_EXERCISE_. Replace "sparrow" with "small bird" in the lines that follow, changing nothing else, and rewrite them without the pictures.

+ + + +

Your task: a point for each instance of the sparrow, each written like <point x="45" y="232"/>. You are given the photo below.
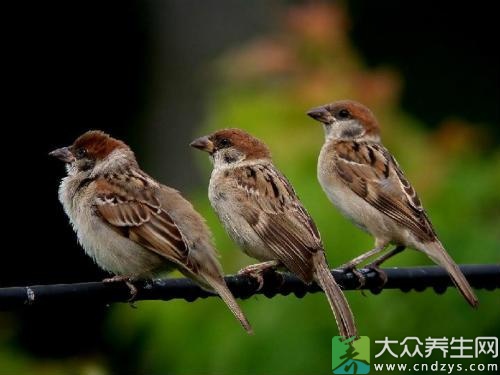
<point x="261" y="212"/>
<point x="364" y="181"/>
<point x="131" y="225"/>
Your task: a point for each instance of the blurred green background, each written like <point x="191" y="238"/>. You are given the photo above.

+ + + +

_FINAL RESULT_.
Your task: a point for each instance of the small bird, each written like <point x="45" y="232"/>. You are given the photo below.
<point x="261" y="212"/>
<point x="364" y="181"/>
<point x="131" y="225"/>
Your task: a point for each instance of the blurred green background, each written like <point x="191" y="238"/>. You are given the photo above.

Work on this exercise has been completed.